**지시 사항**
아래 자료 전체를 빈 줄은 빼고 번호를 매긴 목록으로 옮겨 적으세요. 답에는 그림을 넣지 마세요.

**입력 자료**

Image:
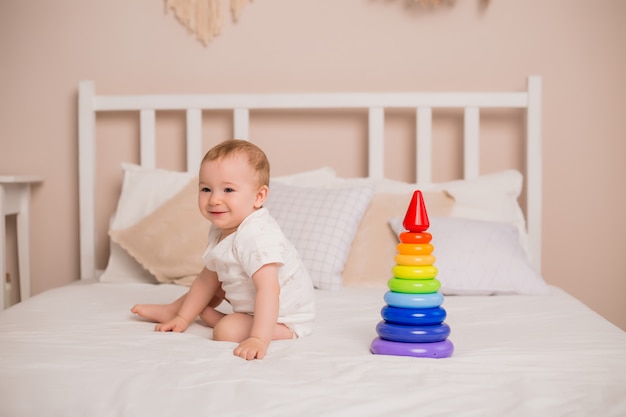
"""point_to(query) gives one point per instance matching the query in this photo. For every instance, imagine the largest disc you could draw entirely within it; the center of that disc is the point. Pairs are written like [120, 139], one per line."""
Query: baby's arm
[265, 313]
[198, 297]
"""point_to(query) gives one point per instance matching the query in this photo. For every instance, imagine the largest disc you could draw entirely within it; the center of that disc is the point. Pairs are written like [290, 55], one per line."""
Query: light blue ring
[396, 299]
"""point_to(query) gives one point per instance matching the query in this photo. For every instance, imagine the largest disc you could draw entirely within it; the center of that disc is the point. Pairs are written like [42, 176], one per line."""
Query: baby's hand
[251, 348]
[177, 324]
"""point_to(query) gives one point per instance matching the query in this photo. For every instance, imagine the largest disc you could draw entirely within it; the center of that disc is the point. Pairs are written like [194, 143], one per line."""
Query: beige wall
[327, 45]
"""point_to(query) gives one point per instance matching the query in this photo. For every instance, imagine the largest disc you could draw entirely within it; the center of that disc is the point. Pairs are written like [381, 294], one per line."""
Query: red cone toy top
[416, 218]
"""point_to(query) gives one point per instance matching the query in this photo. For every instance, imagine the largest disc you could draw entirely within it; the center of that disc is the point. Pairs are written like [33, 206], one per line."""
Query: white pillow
[321, 177]
[143, 191]
[146, 189]
[321, 224]
[492, 197]
[476, 257]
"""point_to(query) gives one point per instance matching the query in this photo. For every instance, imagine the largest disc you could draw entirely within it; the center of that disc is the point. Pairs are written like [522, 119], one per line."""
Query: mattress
[78, 351]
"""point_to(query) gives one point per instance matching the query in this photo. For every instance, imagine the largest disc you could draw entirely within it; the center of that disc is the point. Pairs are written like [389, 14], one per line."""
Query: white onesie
[259, 241]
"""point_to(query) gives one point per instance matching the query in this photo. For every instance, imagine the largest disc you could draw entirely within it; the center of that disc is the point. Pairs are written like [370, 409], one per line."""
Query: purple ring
[413, 334]
[443, 349]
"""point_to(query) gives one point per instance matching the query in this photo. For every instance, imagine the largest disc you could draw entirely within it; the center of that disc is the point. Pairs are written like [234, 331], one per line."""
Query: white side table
[15, 199]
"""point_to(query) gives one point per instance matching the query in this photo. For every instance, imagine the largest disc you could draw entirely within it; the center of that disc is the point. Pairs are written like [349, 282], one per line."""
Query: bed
[521, 346]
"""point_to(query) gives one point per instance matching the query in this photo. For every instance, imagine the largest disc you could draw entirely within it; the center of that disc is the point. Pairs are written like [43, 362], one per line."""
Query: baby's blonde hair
[256, 157]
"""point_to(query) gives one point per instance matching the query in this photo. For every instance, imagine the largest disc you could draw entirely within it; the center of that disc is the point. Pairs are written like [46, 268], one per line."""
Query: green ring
[414, 286]
[414, 272]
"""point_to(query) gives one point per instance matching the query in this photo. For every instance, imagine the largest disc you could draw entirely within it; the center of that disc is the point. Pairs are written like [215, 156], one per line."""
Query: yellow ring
[415, 248]
[415, 259]
[414, 272]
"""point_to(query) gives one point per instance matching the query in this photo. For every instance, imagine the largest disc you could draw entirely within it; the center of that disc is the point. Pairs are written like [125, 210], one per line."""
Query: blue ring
[413, 316]
[413, 334]
[396, 299]
[443, 349]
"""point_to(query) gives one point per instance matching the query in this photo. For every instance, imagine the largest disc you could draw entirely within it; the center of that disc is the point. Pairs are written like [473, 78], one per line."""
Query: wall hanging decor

**최종 결과**
1. Image:
2. """point_to(query) gives one point per instance matching the query in this photo. For every instance, imagine the largest disc you could draw entirely within it; the center of that disc is the point. Pairs are written like [120, 139], one per line."""
3. Query: baby's arm
4. [265, 313]
5. [198, 297]
6. """point_to(query) gives one point per instance matching the query in this photo. For every instance, imagine the largest disc you could draw entirely within it; the center of that disc is the point. Pairs are written like [290, 55], one per line."""
7. Query: light blue ring
8. [396, 299]
9. """point_to(query) gives one point per instance matching the query in this photo. For every instance, imagine the largest disc you could draw entirely within it; the center of that disc is the point. Pairs are written like [42, 176], one per line."""
10. Query: baby's hand
11. [251, 348]
12. [177, 324]
13. """point_to(query) gives one point per instance matching the query in this photo. For every instance, imagine the largest disc you could draw entirely within it; the center of that disc is the point. Pairs are written like [194, 143], one per line."""
14. Query: beige wall
15. [327, 45]
16. """point_to(query) gives one point per instance matching the query in this photo. For every instance, imagine the largest disc you could draw entirely within it; the center of that disc is the point. Pairs are written like [381, 294], one per line."""
17. Query: red cone toy top
18. [416, 218]
19. """point_to(query) gives one point per instance matching the query in this photo. For every instance, imagine the largest disc you could draw entirely within it; the center of that disc is the point. Pairs are written like [33, 206], one per line."""
20. Query: white pillow
21. [321, 177]
22. [143, 191]
23. [146, 189]
24. [321, 224]
25. [492, 197]
26. [476, 257]
27. """point_to(query) gives one point per instance matching the query in this photo. For every instance, imagine the largest disc you could draw entirely within it; the center of that disc is the point. Pairs are written like [522, 119], one per line."""
28. Query: mattress
29. [78, 351]
30. """point_to(query) gives one point per instance matching the query in this photo. For every instance, imagine the largest disc you could draw entirely within it; the center of that disc is the point. Pairs are written like [389, 14], one per line."""
31. Query: white onesie
32. [259, 241]
33. """point_to(query) gives one point per instance matching the query in this photo. For every instance, imagine the largest disc you could draw entirely within it; the center of that disc is the point. Pairs are written like [370, 409], one per line."""
34. Query: purple ring
35. [413, 334]
36. [443, 349]
37. """point_to(query) gives one point per instance matching the query in this photo. For every instance, imagine the largest disc you could draw entirely within it; the center of that disc is the point. Pairs are written like [234, 331], one per line."""
38. Query: white side table
39. [15, 199]
40. """point_to(query) gives one point per instance matching the query in this photo. For every instance, imagine the largest disc you could draw entirely within it; the center of that disc is the point. Pairs are written like [349, 282], one per line."""
41. Query: bed
42. [521, 346]
43. """point_to(query) gives one point per instance matching the query in this photo. For every instance, imagine the largest disc you could draw entirely within it; the center of that disc is the point. Pairs are written like [43, 362], one per line."""
44. Query: baby's blonde hair
45. [256, 157]
46. """point_to(query) gives one point per instance matching the query in this photo. For every instance, imagine the largest disc you could draw entirely within it; the center of that disc is the point. Pairs are written like [46, 268], one per line."""
47. Query: green ring
48. [414, 286]
49. [414, 272]
50. """point_to(query) gives one point per instance matching the query in this photo. For every instance, imagine the largest disc you could draw entirely within it; the center of that disc is the point. Pairs are written like [215, 156], one per line."""
51. Query: yellow ring
52. [415, 248]
53. [415, 259]
54. [414, 272]
55. """point_to(query) gives one point per instance matching the query in this photo. For every instance, imagine the largest disc you could draw entirely within it; the center of that disc is the point. Pairs are written like [125, 210], one per line."""
56. Query: blue ring
57. [413, 316]
58. [413, 334]
59. [396, 299]
60. [443, 349]
61. """point_to(query) gives one point per instance matching the query in this photo. For every instance, imagine the largest disc you could draw entirely within it; the center of that disc is the point. Pairs are written like [473, 78], one per line."""
62. Query: wall hanging decor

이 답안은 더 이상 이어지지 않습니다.